**Stated task**: Output all the material that follows, exactly as given.

-- BEGIN Data --

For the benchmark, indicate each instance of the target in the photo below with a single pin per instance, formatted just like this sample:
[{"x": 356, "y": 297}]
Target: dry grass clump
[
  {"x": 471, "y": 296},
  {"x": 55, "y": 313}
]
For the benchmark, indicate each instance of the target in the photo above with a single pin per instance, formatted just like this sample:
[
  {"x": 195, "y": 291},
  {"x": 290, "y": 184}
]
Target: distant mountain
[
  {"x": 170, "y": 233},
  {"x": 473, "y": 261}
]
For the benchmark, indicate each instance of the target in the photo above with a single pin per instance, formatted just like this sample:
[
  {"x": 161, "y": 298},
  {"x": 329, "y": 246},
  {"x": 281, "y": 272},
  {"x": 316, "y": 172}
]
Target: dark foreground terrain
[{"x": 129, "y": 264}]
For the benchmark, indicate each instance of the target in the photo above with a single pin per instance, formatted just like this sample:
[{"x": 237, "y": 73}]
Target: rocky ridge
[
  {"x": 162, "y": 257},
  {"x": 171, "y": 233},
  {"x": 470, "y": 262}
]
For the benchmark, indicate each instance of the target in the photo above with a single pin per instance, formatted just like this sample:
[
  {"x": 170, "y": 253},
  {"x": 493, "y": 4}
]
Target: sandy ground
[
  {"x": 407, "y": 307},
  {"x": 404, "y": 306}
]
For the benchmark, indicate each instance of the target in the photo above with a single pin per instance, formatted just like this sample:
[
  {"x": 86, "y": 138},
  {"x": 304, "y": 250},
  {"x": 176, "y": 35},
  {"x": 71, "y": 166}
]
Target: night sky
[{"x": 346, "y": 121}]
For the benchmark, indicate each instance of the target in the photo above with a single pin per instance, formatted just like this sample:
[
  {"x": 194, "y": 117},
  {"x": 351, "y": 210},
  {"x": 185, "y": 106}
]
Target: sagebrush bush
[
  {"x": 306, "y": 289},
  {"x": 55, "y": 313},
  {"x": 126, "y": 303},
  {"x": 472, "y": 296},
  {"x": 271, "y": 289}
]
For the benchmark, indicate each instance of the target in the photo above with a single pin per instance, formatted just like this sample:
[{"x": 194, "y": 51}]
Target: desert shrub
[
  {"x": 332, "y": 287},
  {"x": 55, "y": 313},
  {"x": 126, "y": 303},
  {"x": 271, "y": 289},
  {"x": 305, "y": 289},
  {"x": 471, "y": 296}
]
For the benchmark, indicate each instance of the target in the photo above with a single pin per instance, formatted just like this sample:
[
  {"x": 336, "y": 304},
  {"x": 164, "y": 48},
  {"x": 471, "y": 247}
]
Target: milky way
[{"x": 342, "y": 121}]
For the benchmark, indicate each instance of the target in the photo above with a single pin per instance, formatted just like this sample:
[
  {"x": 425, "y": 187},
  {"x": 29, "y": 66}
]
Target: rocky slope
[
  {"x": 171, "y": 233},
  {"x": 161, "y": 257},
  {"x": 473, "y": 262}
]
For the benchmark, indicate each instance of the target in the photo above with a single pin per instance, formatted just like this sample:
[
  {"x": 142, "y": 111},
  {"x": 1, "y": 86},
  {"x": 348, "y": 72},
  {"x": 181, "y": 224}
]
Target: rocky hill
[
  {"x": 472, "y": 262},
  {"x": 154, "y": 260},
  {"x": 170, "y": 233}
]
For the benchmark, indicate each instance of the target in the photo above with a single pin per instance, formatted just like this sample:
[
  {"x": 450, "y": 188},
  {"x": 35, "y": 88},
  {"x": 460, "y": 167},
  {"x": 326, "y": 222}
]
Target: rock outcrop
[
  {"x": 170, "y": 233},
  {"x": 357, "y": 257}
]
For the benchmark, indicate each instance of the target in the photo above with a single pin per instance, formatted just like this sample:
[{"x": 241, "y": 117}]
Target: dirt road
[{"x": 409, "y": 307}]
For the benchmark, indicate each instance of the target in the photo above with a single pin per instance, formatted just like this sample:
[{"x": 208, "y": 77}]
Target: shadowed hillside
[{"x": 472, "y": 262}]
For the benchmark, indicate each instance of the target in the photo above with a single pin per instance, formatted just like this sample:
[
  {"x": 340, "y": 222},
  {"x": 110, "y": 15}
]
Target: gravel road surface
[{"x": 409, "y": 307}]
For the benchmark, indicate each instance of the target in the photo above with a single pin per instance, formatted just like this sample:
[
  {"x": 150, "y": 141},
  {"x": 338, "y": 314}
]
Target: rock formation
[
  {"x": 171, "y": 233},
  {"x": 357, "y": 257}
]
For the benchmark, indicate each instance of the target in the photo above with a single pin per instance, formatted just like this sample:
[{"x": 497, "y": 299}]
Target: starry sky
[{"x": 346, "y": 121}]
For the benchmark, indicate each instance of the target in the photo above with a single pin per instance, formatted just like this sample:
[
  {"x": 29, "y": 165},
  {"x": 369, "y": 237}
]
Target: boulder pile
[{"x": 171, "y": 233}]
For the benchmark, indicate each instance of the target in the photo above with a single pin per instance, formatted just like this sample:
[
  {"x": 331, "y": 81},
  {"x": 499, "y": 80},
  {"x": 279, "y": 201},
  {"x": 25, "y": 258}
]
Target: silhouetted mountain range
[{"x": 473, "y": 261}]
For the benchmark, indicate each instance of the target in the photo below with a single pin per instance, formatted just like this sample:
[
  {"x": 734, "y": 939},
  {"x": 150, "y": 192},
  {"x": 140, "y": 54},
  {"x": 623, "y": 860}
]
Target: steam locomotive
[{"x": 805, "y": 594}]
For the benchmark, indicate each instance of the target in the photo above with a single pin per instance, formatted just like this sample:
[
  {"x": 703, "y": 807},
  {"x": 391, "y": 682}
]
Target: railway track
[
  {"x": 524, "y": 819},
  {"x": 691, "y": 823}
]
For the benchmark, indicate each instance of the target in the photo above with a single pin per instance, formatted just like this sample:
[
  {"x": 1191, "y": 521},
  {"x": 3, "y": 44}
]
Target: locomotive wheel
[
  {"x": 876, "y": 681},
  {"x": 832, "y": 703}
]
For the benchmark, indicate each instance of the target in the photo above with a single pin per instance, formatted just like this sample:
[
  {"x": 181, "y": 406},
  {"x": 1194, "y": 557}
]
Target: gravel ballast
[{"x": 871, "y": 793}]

-- END Data --

**Result of this task**:
For the benchmark, indicate each instance of the target in the photo below with a single pin per instance, formatted just like this sample:
[{"x": 356, "y": 297}]
Target: dry grass clump
[
  {"x": 471, "y": 296},
  {"x": 55, "y": 313}
]
For the benchmark, indicate each instance of the target in the photo above with a single pin per instance, formatted just like this sample:
[
  {"x": 195, "y": 291},
  {"x": 290, "y": 184}
]
Target: distant mountain
[
  {"x": 170, "y": 233},
  {"x": 473, "y": 261}
]
For the benchmark, indicate each instance of the target in the photo above with a single pin per instance, formatted just like this sample:
[
  {"x": 161, "y": 298},
  {"x": 329, "y": 246},
  {"x": 281, "y": 272},
  {"x": 316, "y": 172}
]
Target: dark foreground terrain
[{"x": 129, "y": 264}]
For the benchmark, indicate each instance of the target in the photo above with a single pin per instance, formatted just like this sample:
[{"x": 237, "y": 73}]
Target: rocky ridge
[
  {"x": 162, "y": 257},
  {"x": 171, "y": 233},
  {"x": 470, "y": 262}
]
For the benchmark, indicate each instance of the target in the photo above with a single pin per instance, formatted just like this sample:
[
  {"x": 170, "y": 253},
  {"x": 493, "y": 4}
]
Target: sandy ground
[
  {"x": 407, "y": 307},
  {"x": 404, "y": 306}
]
For the benchmark, indicate each instance of the target in the photo above with a single pin per instance, formatted just like this sample:
[
  {"x": 86, "y": 138},
  {"x": 304, "y": 250},
  {"x": 176, "y": 35},
  {"x": 71, "y": 166}
]
Target: night sky
[{"x": 346, "y": 121}]
For the benchmark, indicate each instance of the target in the photo above with a single pin per instance, formatted just like this sample:
[
  {"x": 194, "y": 117},
  {"x": 351, "y": 210},
  {"x": 185, "y": 106}
]
Target: sagebrush bush
[
  {"x": 306, "y": 289},
  {"x": 55, "y": 313},
  {"x": 126, "y": 303},
  {"x": 472, "y": 296},
  {"x": 271, "y": 289}
]
For the benchmark, indicate each instance of the target in the photo above with a single pin per instance, formatted just like this sample:
[{"x": 194, "y": 51}]
Target: desert shrub
[
  {"x": 332, "y": 287},
  {"x": 55, "y": 313},
  {"x": 126, "y": 303},
  {"x": 271, "y": 289},
  {"x": 305, "y": 289},
  {"x": 471, "y": 296}
]
For the benchmark, indicate each instance of the target in the photo above with a single pin per instance, formatted just like this sample:
[
  {"x": 336, "y": 304},
  {"x": 164, "y": 48},
  {"x": 471, "y": 247}
]
Target: milky way
[{"x": 342, "y": 121}]
For the benchmark, indicate each instance of the target in the photo above with a single pin per instance, formatted just like this sample:
[
  {"x": 425, "y": 187},
  {"x": 29, "y": 66}
]
Target: rocky slope
[
  {"x": 171, "y": 233},
  {"x": 161, "y": 257},
  {"x": 473, "y": 262}
]
For the benchmark, indicate each instance of the target in the photo above with a single pin per instance, formatted just like this sample:
[
  {"x": 142, "y": 111},
  {"x": 1, "y": 86},
  {"x": 348, "y": 72},
  {"x": 181, "y": 224}
]
Target: rocky hill
[
  {"x": 472, "y": 262},
  {"x": 154, "y": 260},
  {"x": 170, "y": 233}
]
For the benchmark, indicate each instance of the target in the photo above with a single pin per instance, formatted just like this sample:
[
  {"x": 450, "y": 188},
  {"x": 35, "y": 88},
  {"x": 460, "y": 167},
  {"x": 326, "y": 222}
]
Target: rock outcrop
[
  {"x": 170, "y": 233},
  {"x": 357, "y": 257}
]
For the benchmark, indicate each instance of the target in the photo above with a single pin per instance, formatted just like this sample:
[{"x": 241, "y": 117}]
Target: dirt road
[{"x": 409, "y": 307}]
For the benchmark, indicate each instance of the target in the photo above with a single pin per instance, formatted just like this sample:
[{"x": 208, "y": 77}]
Target: shadowed hillside
[{"x": 472, "y": 262}]
For the benchmark, indicate each instance of the target in the photo above with a single pin per instance, formatted just like this sample:
[
  {"x": 340, "y": 222},
  {"x": 110, "y": 15}
]
Target: gravel road surface
[{"x": 409, "y": 307}]
For the benchmark, indicate each instance of the target in the photo above with a single pin per instance, formatted just like this sample:
[
  {"x": 150, "y": 141},
  {"x": 338, "y": 314}
]
Target: rock formation
[
  {"x": 171, "y": 233},
  {"x": 357, "y": 257}
]
For the benchmark, indicate each instance of the target in the photo above with a single pin per instance, formatted just like this sample:
[{"x": 497, "y": 299}]
Target: starry sky
[{"x": 346, "y": 121}]
For the benchmark, indicate each instance of the target in the photo above with a single pin per instance, formatted just like this sample:
[
  {"x": 29, "y": 165},
  {"x": 369, "y": 237}
]
Target: boulder pile
[{"x": 171, "y": 233}]
For the benchmark, indicate each instance of the target in the photo above with a single pin per instance, formatted just like this sample:
[
  {"x": 331, "y": 81},
  {"x": 499, "y": 80},
  {"x": 279, "y": 201},
  {"x": 25, "y": 258}
]
Target: silhouetted mountain range
[{"x": 473, "y": 261}]
For the benchmark, indicate each instance of the target in the photo below with a single pin per instance, formatted just like this sample:
[
  {"x": 734, "y": 939},
  {"x": 150, "y": 192},
  {"x": 140, "y": 54},
  {"x": 623, "y": 860}
]
Target: steam locomotive
[{"x": 805, "y": 594}]
For the benchmark, indicate each instance of the target in the photo above with a single pin per instance, formatted just like this sample:
[
  {"x": 703, "y": 807},
  {"x": 391, "y": 682}
]
Target: railway track
[
  {"x": 524, "y": 819},
  {"x": 691, "y": 823}
]
For the benchmark, indicate each instance of the target in the photo above with a single pin per instance, formatted just like this sample:
[
  {"x": 1191, "y": 521},
  {"x": 3, "y": 44}
]
Target: locomotive wheel
[
  {"x": 876, "y": 681},
  {"x": 832, "y": 703}
]
For the benchmark, indicate each instance of the target in the photo above with a single pin per instance, formatted just like this sample:
[
  {"x": 181, "y": 406},
  {"x": 1194, "y": 557}
]
Target: gravel ballast
[{"x": 871, "y": 793}]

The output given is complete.